> Exercise
Each entry here needs to be set down again exactly, please; pictures are left out.

> Given data

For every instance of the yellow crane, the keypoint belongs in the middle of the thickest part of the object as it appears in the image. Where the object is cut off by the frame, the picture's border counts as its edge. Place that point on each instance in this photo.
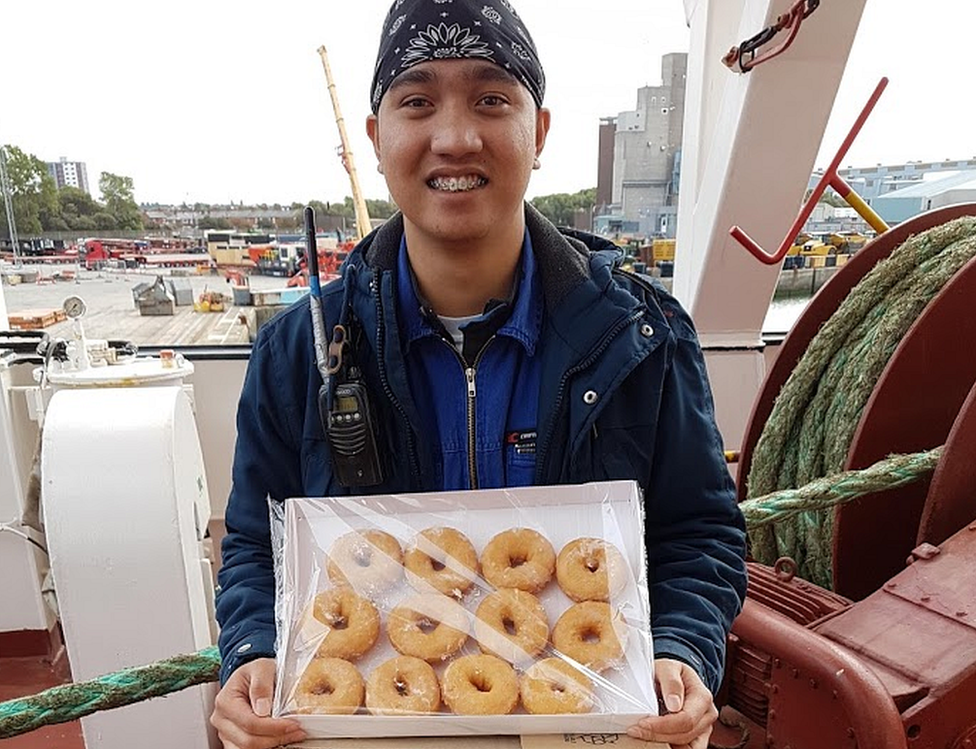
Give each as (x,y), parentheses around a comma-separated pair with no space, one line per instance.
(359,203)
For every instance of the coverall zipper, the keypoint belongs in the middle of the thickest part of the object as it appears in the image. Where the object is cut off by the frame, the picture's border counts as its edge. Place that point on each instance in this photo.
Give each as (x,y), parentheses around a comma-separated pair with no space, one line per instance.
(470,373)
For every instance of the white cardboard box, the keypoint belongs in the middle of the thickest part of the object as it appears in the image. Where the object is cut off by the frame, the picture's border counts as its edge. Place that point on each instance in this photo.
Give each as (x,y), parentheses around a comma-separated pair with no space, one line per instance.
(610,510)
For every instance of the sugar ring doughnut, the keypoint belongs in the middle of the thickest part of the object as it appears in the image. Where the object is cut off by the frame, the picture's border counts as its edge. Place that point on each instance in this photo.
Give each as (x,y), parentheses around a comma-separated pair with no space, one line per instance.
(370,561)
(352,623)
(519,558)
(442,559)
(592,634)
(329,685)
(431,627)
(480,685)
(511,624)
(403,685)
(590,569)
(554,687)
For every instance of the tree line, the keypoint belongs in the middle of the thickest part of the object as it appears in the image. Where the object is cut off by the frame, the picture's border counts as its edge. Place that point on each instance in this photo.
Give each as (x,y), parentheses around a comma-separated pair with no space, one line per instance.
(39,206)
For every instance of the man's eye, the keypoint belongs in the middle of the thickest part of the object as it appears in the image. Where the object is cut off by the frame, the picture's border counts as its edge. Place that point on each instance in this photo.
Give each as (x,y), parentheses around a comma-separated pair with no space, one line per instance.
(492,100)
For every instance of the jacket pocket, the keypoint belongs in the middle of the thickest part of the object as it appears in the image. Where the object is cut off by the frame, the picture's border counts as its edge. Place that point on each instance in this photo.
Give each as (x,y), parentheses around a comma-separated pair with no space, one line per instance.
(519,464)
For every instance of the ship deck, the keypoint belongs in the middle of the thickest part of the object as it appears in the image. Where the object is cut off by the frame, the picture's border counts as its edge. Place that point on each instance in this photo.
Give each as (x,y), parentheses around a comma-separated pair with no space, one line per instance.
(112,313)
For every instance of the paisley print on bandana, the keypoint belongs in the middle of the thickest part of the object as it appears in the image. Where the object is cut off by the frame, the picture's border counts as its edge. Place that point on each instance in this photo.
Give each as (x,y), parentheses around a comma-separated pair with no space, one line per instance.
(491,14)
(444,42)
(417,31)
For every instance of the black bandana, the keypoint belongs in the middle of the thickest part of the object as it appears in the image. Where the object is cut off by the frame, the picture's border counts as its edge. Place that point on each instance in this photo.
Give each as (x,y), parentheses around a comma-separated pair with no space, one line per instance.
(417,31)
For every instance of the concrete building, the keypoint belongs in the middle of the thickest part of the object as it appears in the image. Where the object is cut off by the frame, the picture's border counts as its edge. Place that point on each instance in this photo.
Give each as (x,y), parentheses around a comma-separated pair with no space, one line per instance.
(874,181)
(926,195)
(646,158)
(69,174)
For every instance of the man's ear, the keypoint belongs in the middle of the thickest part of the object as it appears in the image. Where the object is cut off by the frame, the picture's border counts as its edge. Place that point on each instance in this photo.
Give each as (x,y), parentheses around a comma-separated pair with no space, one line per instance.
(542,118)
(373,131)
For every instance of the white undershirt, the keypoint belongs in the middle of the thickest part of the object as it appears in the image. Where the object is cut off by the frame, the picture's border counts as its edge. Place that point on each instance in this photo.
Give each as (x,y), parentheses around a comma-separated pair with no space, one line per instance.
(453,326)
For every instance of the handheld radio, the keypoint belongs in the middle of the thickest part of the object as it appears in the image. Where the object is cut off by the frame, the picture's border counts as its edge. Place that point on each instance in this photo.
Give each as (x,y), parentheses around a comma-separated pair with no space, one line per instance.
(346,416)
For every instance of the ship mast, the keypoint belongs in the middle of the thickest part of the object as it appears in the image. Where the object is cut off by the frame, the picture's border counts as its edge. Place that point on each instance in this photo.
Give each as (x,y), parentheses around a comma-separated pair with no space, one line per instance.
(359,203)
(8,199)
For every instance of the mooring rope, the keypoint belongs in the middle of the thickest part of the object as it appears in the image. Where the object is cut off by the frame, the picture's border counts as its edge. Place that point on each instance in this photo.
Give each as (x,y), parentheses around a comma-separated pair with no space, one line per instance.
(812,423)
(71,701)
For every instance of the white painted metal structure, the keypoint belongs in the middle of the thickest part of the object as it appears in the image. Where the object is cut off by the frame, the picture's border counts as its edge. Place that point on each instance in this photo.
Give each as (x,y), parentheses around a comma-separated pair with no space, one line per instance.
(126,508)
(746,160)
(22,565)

> Expected answer
For every instance of the yellow crane, the keypoint belongs in the middle of the thickest part of the object as it appears in the image. Where the object is cut off by the frame, the picture's border counts as its edge. Place that point on each instance in this photo.
Give each as (x,y), parentheses around a comma-separated pair with no space, one line per instance.
(359,203)
For every instance of the coverall zipper, the keypoint belongs in the middle of the thickest part of the object as it appears in the image. Where the object is cut off by the frame, the picture's border counts as its edge. Place that point on each instance in this photo.
Give each as (x,y), parentheses around a comma-separated pair with no space, one line per instance.
(470,373)
For every instance of the white cardboard box, the keypoint belongs in the middle of the thickest part of the object as it appears in the image. Where the object is cut off by the frame, the picture's border counts as its edge. Place that point on each instance in this photo.
Give each as (x,y), parentheses around a comma-separated pair with no space, one line per instance.
(610,510)
For every instance of the sugar ring doughnut, the keypoint belongs in the middle of the thickest part of the object as it appears in the image. Where the object is cut off by the frame, the picture's border counts as its edge. Place that point on each instance in this photo.
Give each as (x,y), parentheses around a comma-separated pair with no space, one line per instance.
(370,561)
(352,623)
(519,558)
(442,559)
(592,634)
(329,685)
(431,627)
(480,685)
(511,624)
(403,685)
(590,569)
(554,687)
For every instance of the tree line, the keypoint belongs in the middle of the thickest part of the object as it appears in the image. Where the object is cut off by the frame, the picture's border counts as its edge. Place that point on each instance in this photo.
Give each as (x,y), parentheses around a comma-separated pair with no space, one line per instance.
(39,206)
For every instance of the man's eye, the keypoint belongs in the middle of the thickest part of the object as it appears in the image. Where the object is cut off by the frame, the picture's border counts as its edge. Place that point on each instance in this photo.
Give each as (x,y), parentheses around a comma-separated pair with no space, one line per instance.
(492,100)
For every instance of the jacket pocket, the keypoint belongs in the middle of the thickest part of the object as it appears in the image. Where the object is cut off by the frame, the picture's border counts as its edge. Place that point on each instance in this photo.
Give each as (x,y), parentheses around a comma-separated pair with no space, one line per instance.
(519,464)
For every instance of the ship deck, the keypoint belongs in the middle of the thickest part of the object as it appears in the image. Where the object is cut off by the frame, the picture's border counts as its edge. Place that point on each instance in this photo.
Give each as (x,y), parentheses around a comma-separated pair with no space, one line per instance.
(112,313)
For every instance of the paisley print on bandana, the keypoint belongs in the middle of the thickest part of the object as it appears in the image. Where the object is cut off by the frame, the picture's border counts as its edge. Place that point on each instance in this photo.
Give each as (x,y), parentheses around a comma-separated pair with no space, one line per instance.
(491,14)
(444,42)
(417,31)
For every instance of the black bandana, the keypoint belongs in the middle of the thickest part of the object as it appears in the image. Where the object is cut off by the frame, the picture's border counts as its edge. Place that point on each instance in this photo.
Give each as (x,y), parentheses around a comma-separated pair with no space, one line per instance.
(417,31)
For every instance of the concrete building, the keypoint belongs in the middle of the thickest part of the object as it appears in the image. Where the object is cut off by the frame, the picture's border counts as its edge. Place that point on each instance in this photo.
Give each as (x,y), parentheses around a comma-separated pair with no space, one line per instance.
(874,181)
(926,195)
(646,158)
(69,174)
For every instance of the man's ear, the keypoint belongs in the middle of the thickest part of the object as it appears in the image. Where the object is cut off by the frame, the picture's border counts as its edge. Place that point on each instance in this photo.
Give each as (x,y), parentheses around a comma-separated pair with no space, one line per instance.
(542,118)
(373,131)
For every instance of the white undershirt, the keypoint belongs in the middle of the thickest part of the object as it appears in the image. Where the object is cut off by the frame, the picture's border counts as its edge. Place that point on each instance in this photo.
Give each as (x,y), parentheses around a comma-separated pair with no space, one line per instance.
(453,326)
For every instance of the handheld radio, the keypoint belongs in the middle of the thickest part of the object as it appears in the image. Where the object is cut off by the frame, the picture's border counts as its edge. Place that point on each instance in this photo.
Give each as (x,y), parentheses around a comma-separated pair with no space, one line per instance.
(346,416)
For every instance of the ship mast, the keypoint belongs in the middle of the thickest part of the object as it appears in the image. Where the object is cut off by the frame, the picture's border counts as its edge. Place that point on each instance in this photo.
Give each as (x,y), parentheses around a comma-separated pair with no space, one line per instance.
(359,203)
(8,199)
For every instance of the mooring rope, the keypoint belongs in the middle of the thickest part of the object as it appears in the image. Where the object is cut off by the frame, the picture's border counts as its edge. Place that point on each instance in this photo.
Give each as (x,y), parentheses around a comma-separated pair with no space, one line per instance.
(812,423)
(71,701)
For every instance of the white painted metal structure, the keypoint belongs in the middle of the thickest part of the object as it appears in the image. Where the object is cut off by the frame, the picture's border counts as its edge. Place that point on each instance in this photo.
Give each as (x,y), parentheses around a comma-separated pair with no space, one line per instance.
(126,508)
(746,160)
(22,565)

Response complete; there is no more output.